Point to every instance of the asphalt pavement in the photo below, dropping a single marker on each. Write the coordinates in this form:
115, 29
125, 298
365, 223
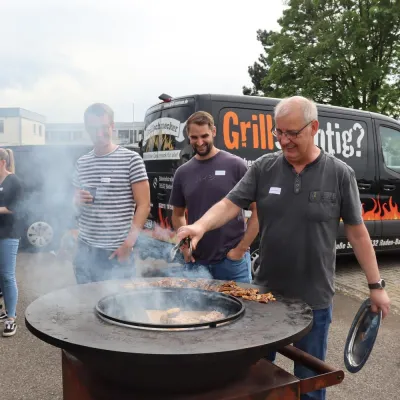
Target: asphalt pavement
31, 369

**Task goal**
Produce an exact reprint of the entries, dropping the images.

**Result of this exercise**
Point to every instance of the asphalt pavement in the photo below, dropping a single marker on each. Write the coordinates in this form:
115, 29
125, 298
365, 223
Target: asphalt pavement
31, 369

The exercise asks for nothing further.